*Exercise description*
Give the lines again exactly, from the one holding "In this exercise you will locate the pendant" to the last line of the listing below, both ends included and nothing added.

A block of data
■ ■ ■ ■ ■
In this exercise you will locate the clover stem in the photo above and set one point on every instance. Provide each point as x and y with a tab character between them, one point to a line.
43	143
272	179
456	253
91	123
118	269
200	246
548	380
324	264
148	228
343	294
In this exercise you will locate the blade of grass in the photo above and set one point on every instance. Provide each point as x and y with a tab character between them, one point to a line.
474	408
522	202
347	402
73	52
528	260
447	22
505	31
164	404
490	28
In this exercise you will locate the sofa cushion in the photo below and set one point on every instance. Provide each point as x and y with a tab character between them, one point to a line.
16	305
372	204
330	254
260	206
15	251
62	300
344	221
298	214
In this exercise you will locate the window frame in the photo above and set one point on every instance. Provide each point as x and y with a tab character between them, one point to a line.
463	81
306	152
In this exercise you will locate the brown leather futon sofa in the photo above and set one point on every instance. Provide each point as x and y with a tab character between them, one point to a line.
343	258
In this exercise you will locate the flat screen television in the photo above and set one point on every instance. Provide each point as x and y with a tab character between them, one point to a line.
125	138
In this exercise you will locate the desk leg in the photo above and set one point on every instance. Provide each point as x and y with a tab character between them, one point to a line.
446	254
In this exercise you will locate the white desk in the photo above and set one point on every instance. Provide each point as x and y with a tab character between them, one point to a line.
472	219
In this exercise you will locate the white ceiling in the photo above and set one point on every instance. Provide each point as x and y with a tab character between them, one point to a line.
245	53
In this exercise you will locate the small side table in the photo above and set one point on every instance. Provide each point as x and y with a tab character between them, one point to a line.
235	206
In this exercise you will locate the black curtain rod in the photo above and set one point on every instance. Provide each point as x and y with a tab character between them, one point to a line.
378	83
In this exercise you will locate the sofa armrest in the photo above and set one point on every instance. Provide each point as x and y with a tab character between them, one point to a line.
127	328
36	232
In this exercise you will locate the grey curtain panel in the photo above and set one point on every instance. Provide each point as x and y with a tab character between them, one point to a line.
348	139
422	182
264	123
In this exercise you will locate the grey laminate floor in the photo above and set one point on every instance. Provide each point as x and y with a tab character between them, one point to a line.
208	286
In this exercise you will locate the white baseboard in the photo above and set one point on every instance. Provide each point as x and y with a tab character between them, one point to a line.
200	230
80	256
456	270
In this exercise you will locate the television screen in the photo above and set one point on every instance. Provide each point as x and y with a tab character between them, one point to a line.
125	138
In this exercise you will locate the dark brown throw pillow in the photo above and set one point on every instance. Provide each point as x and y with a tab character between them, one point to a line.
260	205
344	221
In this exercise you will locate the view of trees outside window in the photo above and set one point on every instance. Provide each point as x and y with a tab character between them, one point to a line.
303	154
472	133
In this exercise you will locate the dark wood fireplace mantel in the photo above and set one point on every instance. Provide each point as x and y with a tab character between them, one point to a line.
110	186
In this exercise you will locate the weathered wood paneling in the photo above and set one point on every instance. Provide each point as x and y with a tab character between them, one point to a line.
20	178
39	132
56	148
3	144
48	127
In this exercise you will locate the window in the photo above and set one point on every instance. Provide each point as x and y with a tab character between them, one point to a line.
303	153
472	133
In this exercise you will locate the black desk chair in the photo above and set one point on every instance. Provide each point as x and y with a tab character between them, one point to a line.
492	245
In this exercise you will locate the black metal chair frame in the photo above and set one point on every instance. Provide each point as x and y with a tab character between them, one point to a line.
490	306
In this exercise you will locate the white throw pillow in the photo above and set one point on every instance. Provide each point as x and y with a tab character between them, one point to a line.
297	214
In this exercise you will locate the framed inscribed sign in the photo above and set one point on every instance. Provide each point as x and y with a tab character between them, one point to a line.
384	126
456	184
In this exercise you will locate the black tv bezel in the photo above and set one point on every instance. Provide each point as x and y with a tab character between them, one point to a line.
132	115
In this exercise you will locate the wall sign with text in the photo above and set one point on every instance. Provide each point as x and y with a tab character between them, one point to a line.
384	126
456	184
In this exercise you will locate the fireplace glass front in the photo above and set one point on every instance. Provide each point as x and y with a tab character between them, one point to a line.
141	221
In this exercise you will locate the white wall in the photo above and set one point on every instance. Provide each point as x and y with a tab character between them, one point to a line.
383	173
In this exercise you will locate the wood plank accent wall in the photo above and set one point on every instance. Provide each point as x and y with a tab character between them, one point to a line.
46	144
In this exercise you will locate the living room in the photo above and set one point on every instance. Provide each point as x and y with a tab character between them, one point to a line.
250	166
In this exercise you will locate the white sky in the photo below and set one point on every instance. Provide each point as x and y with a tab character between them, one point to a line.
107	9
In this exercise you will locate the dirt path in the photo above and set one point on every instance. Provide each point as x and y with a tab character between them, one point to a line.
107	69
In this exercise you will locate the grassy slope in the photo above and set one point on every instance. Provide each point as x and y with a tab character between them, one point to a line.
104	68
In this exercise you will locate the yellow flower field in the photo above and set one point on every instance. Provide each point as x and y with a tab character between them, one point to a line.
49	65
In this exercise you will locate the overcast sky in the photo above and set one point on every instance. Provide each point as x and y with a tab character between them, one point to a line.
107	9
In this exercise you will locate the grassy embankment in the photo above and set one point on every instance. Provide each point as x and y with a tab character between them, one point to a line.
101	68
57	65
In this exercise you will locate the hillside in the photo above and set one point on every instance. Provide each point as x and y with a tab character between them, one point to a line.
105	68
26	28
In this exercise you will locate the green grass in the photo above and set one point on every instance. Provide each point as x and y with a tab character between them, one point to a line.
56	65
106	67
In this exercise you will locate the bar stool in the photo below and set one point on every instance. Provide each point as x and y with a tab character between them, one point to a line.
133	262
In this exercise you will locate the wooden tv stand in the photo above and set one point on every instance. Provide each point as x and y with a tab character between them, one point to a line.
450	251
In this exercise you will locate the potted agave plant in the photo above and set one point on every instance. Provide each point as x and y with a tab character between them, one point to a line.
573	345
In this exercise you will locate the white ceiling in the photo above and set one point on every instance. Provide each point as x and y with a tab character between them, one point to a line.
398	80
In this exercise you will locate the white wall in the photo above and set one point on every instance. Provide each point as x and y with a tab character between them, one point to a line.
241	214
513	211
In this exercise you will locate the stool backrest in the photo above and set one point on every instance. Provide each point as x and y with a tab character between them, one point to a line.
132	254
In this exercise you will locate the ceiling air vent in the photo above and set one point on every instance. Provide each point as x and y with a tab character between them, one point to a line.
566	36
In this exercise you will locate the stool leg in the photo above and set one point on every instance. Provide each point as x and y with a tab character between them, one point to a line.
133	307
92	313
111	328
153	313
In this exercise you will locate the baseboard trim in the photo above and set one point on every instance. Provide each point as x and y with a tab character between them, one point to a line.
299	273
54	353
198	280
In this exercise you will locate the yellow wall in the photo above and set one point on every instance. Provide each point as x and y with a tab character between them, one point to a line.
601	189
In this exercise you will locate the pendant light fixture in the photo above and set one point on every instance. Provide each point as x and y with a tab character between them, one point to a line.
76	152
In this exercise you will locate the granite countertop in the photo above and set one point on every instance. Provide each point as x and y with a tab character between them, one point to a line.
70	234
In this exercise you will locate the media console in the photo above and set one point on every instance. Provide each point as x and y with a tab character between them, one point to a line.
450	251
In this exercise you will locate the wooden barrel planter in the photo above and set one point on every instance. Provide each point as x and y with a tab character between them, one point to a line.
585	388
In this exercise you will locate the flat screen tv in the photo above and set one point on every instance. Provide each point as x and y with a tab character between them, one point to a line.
■ ■ ■ ■ ■
*Answer*
In this exercise you will locate the pendant light fixture in the photo above and set one point on every instance. Provide each point as x and y with a tab character between them, one point to a line.
76	152
In this exercise you will locate the granite countertop in the photo above and set one point on every instance. Provide each point as x and y with a tab character between them, one point to a line.
70	234
In this exercise you will locate the media console in the photo above and set one point on every instance. Provide each point as x and y with a tab character between them, one point to a line.
450	251
In this exercise you will locate the wooden barrel planter in the photo above and set one point on every instance. Provide each point as x and y with a tab character between them, one point to a line.
585	388
In this exercise you will locate the flat screen tv in the photo above and set one point on every instance. Provide each point as x and y with a tab character between them, one point to a line.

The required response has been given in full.